== CONSEGNA 1 ==
Estrai dai record ogni riga che contiene la stringa "fire".

== TESTO SCELTO ==
================
"Rom" è il titolo della mostra fotografica che Stefano Grondona (Genova 1952) espone alla biblioteca Berio (via del Seminario 12, fino al 15 marzo), curata da Sergio Noberini, costituita da fotografie scattate diversi anni fa, ma proposte oggi in ricorrenza del "Giorno della Memoria".

Si tratta di grandi formati, in bianco e nero, con immagini sgranate in modo da evidenziare giochi chiaroscurali e dare così corpo a un forte pittoricismo. I soggetti fotografati sono appunto gli zingari, messi in posa o colti nell'intimità familiare, accampati sulla spiaggia di Voltri in agglomerate tende e roulotte.
================
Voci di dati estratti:

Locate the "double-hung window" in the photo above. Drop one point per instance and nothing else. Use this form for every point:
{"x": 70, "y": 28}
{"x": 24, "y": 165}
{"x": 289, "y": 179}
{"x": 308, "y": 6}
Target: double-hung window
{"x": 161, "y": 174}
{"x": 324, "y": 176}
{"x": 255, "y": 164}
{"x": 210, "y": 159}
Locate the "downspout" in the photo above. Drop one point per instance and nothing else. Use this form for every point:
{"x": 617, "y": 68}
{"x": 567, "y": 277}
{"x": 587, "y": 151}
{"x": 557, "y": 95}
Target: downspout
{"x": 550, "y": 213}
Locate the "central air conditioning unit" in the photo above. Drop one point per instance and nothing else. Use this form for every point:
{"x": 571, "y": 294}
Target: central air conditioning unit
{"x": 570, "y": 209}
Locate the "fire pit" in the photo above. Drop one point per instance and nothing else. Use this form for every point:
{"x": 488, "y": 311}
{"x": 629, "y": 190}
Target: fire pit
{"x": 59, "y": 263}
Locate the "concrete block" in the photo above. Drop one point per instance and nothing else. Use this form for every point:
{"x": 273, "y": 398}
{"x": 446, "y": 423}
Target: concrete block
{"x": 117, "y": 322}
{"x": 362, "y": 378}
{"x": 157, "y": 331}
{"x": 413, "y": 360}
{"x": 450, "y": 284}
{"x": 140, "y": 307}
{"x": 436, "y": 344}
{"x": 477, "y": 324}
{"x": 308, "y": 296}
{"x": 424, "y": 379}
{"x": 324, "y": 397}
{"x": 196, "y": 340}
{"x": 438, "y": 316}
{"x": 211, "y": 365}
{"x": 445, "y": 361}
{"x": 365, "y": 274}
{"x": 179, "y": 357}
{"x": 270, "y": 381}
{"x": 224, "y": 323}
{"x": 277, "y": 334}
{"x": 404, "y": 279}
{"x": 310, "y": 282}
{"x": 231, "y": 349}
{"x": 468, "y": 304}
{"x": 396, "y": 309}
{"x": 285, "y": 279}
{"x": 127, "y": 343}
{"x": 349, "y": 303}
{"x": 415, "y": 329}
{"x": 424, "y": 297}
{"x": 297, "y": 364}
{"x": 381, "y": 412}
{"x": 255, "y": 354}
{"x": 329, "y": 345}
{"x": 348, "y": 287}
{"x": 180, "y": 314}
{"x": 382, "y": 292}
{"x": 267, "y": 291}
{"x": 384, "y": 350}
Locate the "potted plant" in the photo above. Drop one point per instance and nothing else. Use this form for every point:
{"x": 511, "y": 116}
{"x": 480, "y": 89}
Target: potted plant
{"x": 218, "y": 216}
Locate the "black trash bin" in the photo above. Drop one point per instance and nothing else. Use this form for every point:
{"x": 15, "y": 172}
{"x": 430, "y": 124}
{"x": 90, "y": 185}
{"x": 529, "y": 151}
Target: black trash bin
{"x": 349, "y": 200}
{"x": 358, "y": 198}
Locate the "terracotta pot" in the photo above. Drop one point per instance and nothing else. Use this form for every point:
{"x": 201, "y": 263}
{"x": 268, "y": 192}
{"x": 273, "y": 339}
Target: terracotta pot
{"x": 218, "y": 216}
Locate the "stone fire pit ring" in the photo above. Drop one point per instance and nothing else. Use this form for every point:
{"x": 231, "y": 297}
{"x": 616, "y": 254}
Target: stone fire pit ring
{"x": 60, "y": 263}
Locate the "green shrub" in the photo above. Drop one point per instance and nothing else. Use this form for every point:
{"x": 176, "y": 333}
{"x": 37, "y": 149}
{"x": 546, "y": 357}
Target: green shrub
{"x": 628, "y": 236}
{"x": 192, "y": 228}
================
== CONSEGNA 2 ==
Stabilisci se le affermazioni seguenti concordano con il testo sulla mostra "Rom". Per ciascuna rispondi sì o no e riporta tra virgolette le parole del testo che lo decidono. (a) La mostra alla biblioteca Berio resta aperta fino al 15 marzo. (b) Le fotografie esposte sono a colori. (c) Le fotografie sono state scattate di recente.

== RISPOSTA 1 ==
Locate the "fire pit" in the photo above. Drop one point per instance and nothing else. Use this form for every point:
Target: fire pit
Locate the "stone fire pit ring" in the photo above. Drop one point per instance and nothing else. Use this form for every point:
Target: stone fire pit ring

== RISPOSTA 2 ==
(a) Sì: "fino al 15 marzo".
(b) No: "in bianco e nero".
(c) No: "scattate diversi anni fa".